= Assignment 1 =
Repeat word for word everything in the article on Australia's nuclear power ban from "How the Democrats" down to "Senator Robert Hill.".
= Assignment 2 =
Go on with the article about how the Democrats secured Australia's nuclear power ban, starting right after its final sentence.

= Document extract =
How the Democrats sealed deal on nuclear power ban
IT WAS a little legislative clause, negotiated in secret and easily ticked off by the then prime minister – and it changed Australia’s energy policy framework forever.
But the 1999 legal amendment that banned nuclear power in Australia was intended as little more than a “tidying up exercise”, according to the senator who proposed it. Former Australian Democrats leader Lyn Allison said the ban was one of hundreds of amendments her party negotiated for the Environment Protection and Biodiversity Conservation (EPBC) Act, many of which were agreed to by the then environment minister, Senator Robert Hill.
“(The nuclear power ban) was not central to the 300 or so amendments that we managed to negotiate,” Ms Allison said.
“It was just bringing the commonwealth into line with the states, which all had bans, and still do I think. It was a tidying up exercise more than anything. I don’t recall it being at all controversial.”
Ms Allison said the negotiations with Mr Hill took quite a long time, but all amendments were signed off by prime minister John
Howard. “I think everything went to him for his OK,” she said. “I wasn’t in cabinet, so I don’t know what the discussions were, but I think John Howard was keen to get (the bill passed) and certainly Robert Hill was. There were so many amendments and so much discussion on most of them, but not of that one.”

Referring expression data
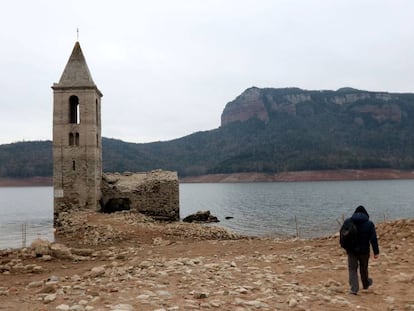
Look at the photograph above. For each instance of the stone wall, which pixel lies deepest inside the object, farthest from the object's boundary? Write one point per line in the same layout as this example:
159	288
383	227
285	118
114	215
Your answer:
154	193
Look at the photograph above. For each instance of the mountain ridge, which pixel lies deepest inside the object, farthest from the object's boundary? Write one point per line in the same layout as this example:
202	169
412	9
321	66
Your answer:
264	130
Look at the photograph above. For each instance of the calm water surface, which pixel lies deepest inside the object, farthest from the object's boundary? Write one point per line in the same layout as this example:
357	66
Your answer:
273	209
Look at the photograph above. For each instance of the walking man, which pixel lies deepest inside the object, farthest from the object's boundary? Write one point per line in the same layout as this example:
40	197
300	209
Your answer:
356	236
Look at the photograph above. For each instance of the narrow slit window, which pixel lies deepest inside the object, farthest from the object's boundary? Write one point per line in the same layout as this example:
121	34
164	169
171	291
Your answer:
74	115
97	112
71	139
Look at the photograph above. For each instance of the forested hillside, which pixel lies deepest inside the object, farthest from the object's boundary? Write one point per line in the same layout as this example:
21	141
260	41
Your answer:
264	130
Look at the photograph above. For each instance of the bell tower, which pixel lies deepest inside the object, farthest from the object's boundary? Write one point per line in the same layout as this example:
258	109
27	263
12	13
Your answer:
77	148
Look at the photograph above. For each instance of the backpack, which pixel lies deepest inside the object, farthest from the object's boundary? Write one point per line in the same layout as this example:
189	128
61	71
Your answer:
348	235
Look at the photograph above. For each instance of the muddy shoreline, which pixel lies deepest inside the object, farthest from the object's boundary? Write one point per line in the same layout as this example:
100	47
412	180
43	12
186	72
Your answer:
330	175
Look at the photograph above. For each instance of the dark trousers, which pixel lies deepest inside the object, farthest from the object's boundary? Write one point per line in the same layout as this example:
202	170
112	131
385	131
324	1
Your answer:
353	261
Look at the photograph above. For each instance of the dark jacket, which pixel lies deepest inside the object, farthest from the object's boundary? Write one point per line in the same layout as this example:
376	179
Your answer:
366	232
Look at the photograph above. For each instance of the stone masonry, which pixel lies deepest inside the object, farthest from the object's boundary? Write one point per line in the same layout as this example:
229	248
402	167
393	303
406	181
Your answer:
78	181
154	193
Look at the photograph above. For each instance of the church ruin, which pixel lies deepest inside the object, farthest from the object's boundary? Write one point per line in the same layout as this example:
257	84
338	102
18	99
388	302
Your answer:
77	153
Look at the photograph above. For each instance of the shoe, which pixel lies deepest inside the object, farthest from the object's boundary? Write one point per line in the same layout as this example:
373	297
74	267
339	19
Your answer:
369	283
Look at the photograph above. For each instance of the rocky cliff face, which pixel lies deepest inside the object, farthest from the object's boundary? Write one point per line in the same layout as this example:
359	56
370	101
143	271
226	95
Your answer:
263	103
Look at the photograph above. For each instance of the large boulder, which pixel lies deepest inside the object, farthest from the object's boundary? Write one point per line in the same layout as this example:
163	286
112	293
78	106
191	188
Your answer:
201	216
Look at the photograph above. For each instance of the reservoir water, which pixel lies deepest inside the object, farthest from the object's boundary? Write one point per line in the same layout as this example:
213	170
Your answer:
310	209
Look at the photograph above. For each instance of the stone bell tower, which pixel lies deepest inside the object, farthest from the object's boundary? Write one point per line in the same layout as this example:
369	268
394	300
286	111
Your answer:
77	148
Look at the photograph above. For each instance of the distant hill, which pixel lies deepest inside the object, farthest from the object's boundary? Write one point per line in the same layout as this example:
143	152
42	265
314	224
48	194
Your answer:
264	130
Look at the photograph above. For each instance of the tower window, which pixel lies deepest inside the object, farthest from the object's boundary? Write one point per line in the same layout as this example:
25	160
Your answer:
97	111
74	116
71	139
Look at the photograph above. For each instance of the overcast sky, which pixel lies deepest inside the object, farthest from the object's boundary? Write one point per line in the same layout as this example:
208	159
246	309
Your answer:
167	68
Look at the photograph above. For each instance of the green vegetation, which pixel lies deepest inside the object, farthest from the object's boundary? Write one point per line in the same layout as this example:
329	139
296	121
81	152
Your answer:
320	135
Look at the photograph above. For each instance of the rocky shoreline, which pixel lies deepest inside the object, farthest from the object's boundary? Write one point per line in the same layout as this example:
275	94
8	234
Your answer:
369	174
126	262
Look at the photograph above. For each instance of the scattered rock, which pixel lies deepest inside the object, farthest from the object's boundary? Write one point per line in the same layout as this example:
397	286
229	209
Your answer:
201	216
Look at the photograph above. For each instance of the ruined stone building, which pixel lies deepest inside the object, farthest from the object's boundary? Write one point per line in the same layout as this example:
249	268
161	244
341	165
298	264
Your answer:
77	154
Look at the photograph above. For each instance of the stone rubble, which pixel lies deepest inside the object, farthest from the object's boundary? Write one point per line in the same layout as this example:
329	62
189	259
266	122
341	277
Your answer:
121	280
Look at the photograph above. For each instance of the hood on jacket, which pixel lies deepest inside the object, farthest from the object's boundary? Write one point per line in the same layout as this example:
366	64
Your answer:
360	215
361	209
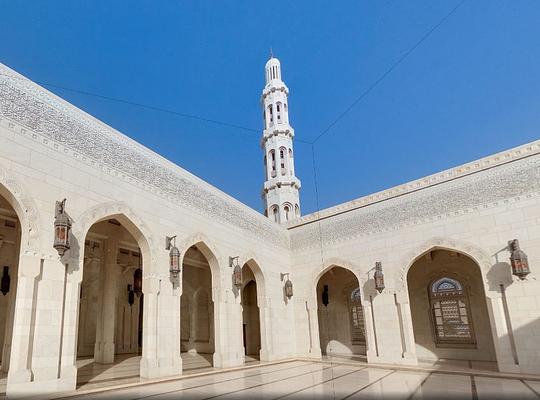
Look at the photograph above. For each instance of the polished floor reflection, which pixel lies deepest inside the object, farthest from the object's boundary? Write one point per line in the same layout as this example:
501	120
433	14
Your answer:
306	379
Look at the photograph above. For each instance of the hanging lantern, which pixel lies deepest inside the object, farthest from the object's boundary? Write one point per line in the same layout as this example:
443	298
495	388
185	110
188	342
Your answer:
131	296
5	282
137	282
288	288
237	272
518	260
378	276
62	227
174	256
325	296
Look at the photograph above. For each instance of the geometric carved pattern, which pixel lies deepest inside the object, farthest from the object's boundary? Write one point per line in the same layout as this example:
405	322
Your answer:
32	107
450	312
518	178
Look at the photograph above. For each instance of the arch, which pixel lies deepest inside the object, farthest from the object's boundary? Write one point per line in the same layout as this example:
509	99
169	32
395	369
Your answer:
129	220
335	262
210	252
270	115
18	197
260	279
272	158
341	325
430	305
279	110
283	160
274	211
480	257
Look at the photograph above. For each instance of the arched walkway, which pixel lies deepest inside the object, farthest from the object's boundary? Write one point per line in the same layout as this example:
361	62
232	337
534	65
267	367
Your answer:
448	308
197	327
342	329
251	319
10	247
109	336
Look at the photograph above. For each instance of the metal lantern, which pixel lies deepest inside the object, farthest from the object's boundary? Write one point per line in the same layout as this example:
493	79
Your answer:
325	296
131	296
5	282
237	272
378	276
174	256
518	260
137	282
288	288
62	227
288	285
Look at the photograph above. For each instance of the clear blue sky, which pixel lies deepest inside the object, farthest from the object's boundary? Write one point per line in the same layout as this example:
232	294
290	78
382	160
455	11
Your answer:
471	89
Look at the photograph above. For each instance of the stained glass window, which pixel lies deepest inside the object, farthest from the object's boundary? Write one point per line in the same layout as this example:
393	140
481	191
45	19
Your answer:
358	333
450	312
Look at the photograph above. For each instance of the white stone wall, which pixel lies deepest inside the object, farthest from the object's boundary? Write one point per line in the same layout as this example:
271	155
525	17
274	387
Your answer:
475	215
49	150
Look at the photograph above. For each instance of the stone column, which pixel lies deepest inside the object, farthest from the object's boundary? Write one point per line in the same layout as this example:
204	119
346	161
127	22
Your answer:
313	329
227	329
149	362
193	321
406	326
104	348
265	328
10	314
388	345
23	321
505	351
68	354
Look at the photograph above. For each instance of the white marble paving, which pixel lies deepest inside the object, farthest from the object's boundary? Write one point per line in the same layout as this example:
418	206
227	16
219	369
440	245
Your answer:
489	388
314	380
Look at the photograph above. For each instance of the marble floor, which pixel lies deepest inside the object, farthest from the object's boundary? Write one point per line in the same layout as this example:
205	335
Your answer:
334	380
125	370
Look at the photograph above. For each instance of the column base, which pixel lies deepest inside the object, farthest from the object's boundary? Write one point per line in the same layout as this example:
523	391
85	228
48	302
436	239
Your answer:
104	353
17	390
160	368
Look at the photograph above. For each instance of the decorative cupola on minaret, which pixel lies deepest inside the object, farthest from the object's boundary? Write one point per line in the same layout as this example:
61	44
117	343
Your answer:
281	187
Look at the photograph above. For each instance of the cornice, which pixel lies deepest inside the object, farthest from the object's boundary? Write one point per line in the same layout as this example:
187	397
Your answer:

= Answer area 1 =
How the Democrats sealed deal on nuclear power ban
IT WAS a little legislative clause, negotiated in secret and easily ticked off by the then prime minister – and it changed Australia’s energy policy framework forever.
But the 1999 legal amendment that banned nuclear power in Australia was intended as little more than a “tidying up exercise”, according to the senator who proposed it. Former Australian Democrats leader Lyn Allison said the ban was one of hundreds of amendments her party negotiated for the Environment Protection and Biodiversity Conservation (EPBC) Act, many of which were agreed to by the then environment minister, Senator Robert Hill.

= Answer area 2 =
The passage of the Bill put Australia in a unique position as the only country in the world that exports uranium but legislatively forbids its domestic use.
Peter Burnett, Honorary Associate Professor with the ANU College of Law, said nuclear issues had long been a “hot potato” in Australian politics, and the ban came at the end of many years of public concern over anything nuclear.
By comparison, the response to the Prime
Minister’s recent nuclear submarines announcement had been somewhat muted, Professor Burnett said.
“The nuclear submarines raised eyebrows, but not to do with nuclear per se,” he said.
Announcing the submarine deal, Mr Morrison stressed it would not change Australia’s stance on nuclear power, but others believe the acquisition could soften up public attitudes.